* [DESCRIPTION OF THE TASK]:
All lines of the listing below are to be printed again exactly.

* [EXERCISE MATERIALS]:
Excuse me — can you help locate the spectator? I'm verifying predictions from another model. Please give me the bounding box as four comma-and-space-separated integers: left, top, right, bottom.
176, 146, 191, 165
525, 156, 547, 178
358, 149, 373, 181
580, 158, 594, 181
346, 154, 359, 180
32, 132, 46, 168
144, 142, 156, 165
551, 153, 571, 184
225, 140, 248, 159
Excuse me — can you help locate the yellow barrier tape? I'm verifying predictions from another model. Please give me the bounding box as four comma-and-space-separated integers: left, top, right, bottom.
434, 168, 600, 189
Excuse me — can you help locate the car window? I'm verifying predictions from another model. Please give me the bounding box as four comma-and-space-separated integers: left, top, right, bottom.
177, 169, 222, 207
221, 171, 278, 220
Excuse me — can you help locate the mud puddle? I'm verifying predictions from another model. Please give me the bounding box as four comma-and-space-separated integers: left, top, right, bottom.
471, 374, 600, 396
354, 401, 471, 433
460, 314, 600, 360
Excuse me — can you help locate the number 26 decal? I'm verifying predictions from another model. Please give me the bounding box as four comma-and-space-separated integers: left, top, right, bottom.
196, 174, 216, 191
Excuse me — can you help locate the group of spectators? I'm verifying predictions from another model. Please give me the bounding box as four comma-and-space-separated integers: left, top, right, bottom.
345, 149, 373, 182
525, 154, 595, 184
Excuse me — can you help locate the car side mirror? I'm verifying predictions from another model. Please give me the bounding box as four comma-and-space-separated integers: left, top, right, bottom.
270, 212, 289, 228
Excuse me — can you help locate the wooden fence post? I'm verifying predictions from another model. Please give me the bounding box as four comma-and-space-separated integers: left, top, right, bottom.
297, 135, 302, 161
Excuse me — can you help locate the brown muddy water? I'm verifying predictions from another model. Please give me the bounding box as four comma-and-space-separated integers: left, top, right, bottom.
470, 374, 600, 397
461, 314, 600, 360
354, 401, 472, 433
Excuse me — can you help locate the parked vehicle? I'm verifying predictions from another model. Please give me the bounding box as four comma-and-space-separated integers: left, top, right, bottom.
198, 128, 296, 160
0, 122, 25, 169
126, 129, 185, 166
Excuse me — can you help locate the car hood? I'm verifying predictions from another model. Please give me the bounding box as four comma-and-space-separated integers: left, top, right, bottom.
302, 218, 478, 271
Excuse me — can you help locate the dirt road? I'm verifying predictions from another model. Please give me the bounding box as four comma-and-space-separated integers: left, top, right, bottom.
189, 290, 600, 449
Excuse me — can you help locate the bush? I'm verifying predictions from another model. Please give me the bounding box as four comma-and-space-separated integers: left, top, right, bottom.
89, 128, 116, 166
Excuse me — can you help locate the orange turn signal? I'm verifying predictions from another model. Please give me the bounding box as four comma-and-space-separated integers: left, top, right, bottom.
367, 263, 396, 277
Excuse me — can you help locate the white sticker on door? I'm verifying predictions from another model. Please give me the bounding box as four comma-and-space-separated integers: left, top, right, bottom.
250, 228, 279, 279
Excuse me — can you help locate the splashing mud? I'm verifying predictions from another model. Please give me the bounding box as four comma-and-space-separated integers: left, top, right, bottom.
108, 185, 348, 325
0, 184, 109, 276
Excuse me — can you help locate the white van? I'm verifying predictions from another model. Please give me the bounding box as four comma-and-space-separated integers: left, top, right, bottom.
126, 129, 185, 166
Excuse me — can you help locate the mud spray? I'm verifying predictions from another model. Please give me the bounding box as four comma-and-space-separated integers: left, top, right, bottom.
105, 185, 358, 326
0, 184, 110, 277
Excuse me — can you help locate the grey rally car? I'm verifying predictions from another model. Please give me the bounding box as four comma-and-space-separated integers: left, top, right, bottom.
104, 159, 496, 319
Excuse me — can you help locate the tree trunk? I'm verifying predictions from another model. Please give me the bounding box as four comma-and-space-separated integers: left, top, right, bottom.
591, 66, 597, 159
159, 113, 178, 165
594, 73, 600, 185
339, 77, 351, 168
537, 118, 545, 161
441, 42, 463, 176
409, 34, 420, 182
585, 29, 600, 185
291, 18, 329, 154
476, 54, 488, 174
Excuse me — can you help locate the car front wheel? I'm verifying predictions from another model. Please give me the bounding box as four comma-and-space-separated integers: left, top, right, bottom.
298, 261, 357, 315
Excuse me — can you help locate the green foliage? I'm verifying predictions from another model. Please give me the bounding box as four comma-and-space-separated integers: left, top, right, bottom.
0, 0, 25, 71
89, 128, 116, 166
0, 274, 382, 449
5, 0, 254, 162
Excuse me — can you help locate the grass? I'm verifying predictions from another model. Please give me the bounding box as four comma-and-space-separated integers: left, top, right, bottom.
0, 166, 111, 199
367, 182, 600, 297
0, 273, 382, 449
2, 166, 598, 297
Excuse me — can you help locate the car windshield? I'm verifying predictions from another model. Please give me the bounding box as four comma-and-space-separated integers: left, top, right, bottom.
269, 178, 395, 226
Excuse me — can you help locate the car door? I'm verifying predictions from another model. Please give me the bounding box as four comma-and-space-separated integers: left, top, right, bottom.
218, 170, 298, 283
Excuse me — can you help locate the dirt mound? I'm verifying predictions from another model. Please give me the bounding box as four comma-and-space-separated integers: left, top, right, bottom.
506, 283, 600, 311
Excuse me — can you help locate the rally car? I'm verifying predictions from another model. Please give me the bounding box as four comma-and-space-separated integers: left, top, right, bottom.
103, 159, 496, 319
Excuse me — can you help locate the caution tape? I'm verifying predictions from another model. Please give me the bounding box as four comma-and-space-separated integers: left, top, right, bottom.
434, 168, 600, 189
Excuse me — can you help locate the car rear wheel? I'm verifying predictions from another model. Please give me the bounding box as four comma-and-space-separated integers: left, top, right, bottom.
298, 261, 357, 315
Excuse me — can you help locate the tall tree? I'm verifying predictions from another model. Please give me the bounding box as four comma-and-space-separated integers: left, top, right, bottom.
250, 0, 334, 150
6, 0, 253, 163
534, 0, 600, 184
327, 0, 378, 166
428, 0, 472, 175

* [FINISHED EXERCISE]:
Excuse me — can you help locate the spectator? I'm verifying predictions from another model. Please give me the bounding box as four comma-and-space-separated integers: left, top, right, bottom.
176, 146, 191, 165
525, 156, 547, 178
358, 149, 373, 181
580, 158, 594, 181
346, 154, 359, 180
32, 132, 46, 168
144, 142, 156, 165
551, 153, 571, 184
225, 140, 248, 159
Excuse me — can you help locate the yellow barrier tape? I'm verifying predictions from another model. Please give me the bounding box as four comma-and-space-separated integers: left, top, right, bottom.
434, 168, 600, 189
Excuse me — can you help locate the car window? I'm verifying predictions from another model. Please give me the bounding box as four comma-and-space-separated integers: left, top, right, bottom.
177, 169, 222, 207
221, 171, 278, 220
Excuse me — can you help locate the mud puddle? I'm verifying predictions from another model. Please give me the bounding box as four comma-and-space-separated integers: left, top, right, bottom.
471, 374, 600, 396
354, 401, 471, 433
460, 314, 600, 360
Excuse me — can you help locate the number 26 decal? I'm verifying predictions from another model. Please give me the bounding box as four comma-and-space-separated integers: left, top, right, bottom.
196, 174, 216, 191
Excuse me — can you help locate the group of spectators? I'm verifying predictions from another model. Please give me the bounding box as four comma-and-space-separated integers: left, top, right, bottom.
345, 149, 373, 182
525, 154, 595, 184
Excuse me — can you help locate the car side mirror? I'm verifying predictions from another model. Please give me the bounding box as four comma-and-space-separated integers: left, top, right, bottom.
270, 212, 289, 228
Excuse me — can you help locate the wooden fence post? I'm verifying predictions from another model. Please give me the bounding box as four comma-and-space-separated integers: left, top, right, bottom.
297, 135, 302, 161
Excuse me — can you help locate the brown muddy water? I'm verifying predictions from another model. Please give me the bounding box as four comma-and-space-separated integers: left, top, right, bottom.
470, 374, 600, 397
461, 314, 600, 360
354, 401, 472, 433
Excuse me — can you help locate the parked vehicle? I'm verifying predictions from another model. Please give me the bounding box as four comma-and-space-separated integers: left, top, right, bottom.
198, 128, 296, 160
0, 122, 25, 169
126, 129, 185, 166
Excuse me — can you help locate the car hood? I'm verifying predictions from another model. Please give me the bounding box as four comma-and-space-separated integers: left, top, right, bottom.
302, 218, 478, 271
Excuse me — can you help locate the dirt road? I'm verifying predictions from another model. Please give me the bounding box as four comma-and-space-separated integers: left, top, right, bottom.
189, 290, 600, 449
Excuse me — can you help locate the bush? I'm verifying predictions from another model. Please give me the bounding box as four comma-and-space-separated integers: left, top, right, bottom.
89, 128, 116, 166
Excuse me — can you help locate the orange turn signal? I'm verifying predictions from another model. Please give me the bounding box as four comma-and-space-separated integers: left, top, right, bottom.
367, 263, 396, 277
Excuse me — can you help locate the white sticker on door? I'm verifying predictions from another model. Please give me the bounding box as four comma-and-space-separated integers: left, top, right, bottom.
250, 228, 279, 279
Excuse me — can you help locate the splashing mud? I'm verifying predictions from another model. Please give me the bounding box as four comma-and-space-separated integers: left, top, right, bottom.
108, 185, 348, 325
0, 184, 109, 276
Excuse me — can you help locate the white van? I'm verifying predictions from another model. Please give me the bounding box as four comma-and-space-separated integers: left, top, right, bottom.
126, 129, 185, 166
Excuse me — can you help locate the mud spray? I'm verifying predictions from another model. Please give me the bounding box as four comma-and-space-separated integers: left, top, right, bottom.
105, 185, 358, 326
0, 184, 110, 277
Excuse me — can you help locate the grey rally car? I'm verifying predictions from another model. Please give me the bounding box as four comma-and-space-separated integers: left, top, right, bottom.
104, 159, 496, 319
Excuse me — can you help locate the tree trunk? I'm verifying predictions from another model. Please give me the bounding box as four comma-and-space-separated integers: left, top, right, bottom.
591, 66, 597, 159
159, 113, 178, 165
594, 73, 600, 185
339, 77, 351, 168
537, 118, 545, 161
441, 42, 463, 176
409, 34, 420, 182
585, 29, 600, 185
291, 18, 329, 154
476, 54, 488, 174
Excuse me — can you help locate the car front wheel? I'm verifying predictions from another model. Please give me the bounding box as four comma-and-space-separated integers: left, top, right, bottom.
298, 261, 357, 315
Excuse me — can you help locate the green foliage? I'm verifying predictions from another model. Please give me the bounding box as four comma-and-space-separated integers: left, top, right, bottom.
0, 0, 25, 71
89, 128, 116, 166
0, 274, 382, 449
5, 0, 254, 162
Excuse me — can you help locate the grass? I'm verifying predictions from another model. Please give me the bounding box as four comma-and-space-separated integers: left, top, right, bottom.
0, 166, 111, 199
367, 182, 600, 297
0, 273, 382, 449
2, 166, 598, 297
Excuse me — can you help locate the car windshield? I'm verifying predictions from another model. Please give me the bounding box as four comma-and-space-separated integers: left, top, right, bottom.
269, 178, 395, 226
Excuse me — can you help locate the car door? I'm verifying predictions from another model. Please give me the bounding box as four comma-and-space-separated integers: left, top, right, bottom.
218, 170, 298, 283
Excuse me — can you help locate the dirt mound? I'm verifying predictions from another model. Please give me the bounding box as four comma-and-space-separated integers: left, top, right, bottom.
506, 283, 600, 311
Excuse me — can you help locate the rally car? I'm verifying predictions from another model. Please give me the bounding box as four comma-and-space-separated integers: left, top, right, bottom.
103, 159, 496, 319
Excuse me — can you help locate the caution tape? I'm verifying predictions from another model. Please give me the bounding box as four comma-and-space-separated integers: left, top, right, bottom.
434, 168, 600, 189
Excuse me — can you help locate the car rear wheel? I'm verifying predictions from another model. Please give me the bounding box as four comma-and-space-separated integers: left, top, right, bottom.
298, 261, 357, 315
Excuse me — can you help locate the tall tree? I'm verifying predictions from another model. Please give me the bounding box as four comma-and-space-separated integers: left, top, right, bottom.
250, 0, 334, 150
6, 0, 253, 163
534, 0, 600, 184
327, 0, 378, 166
428, 0, 472, 175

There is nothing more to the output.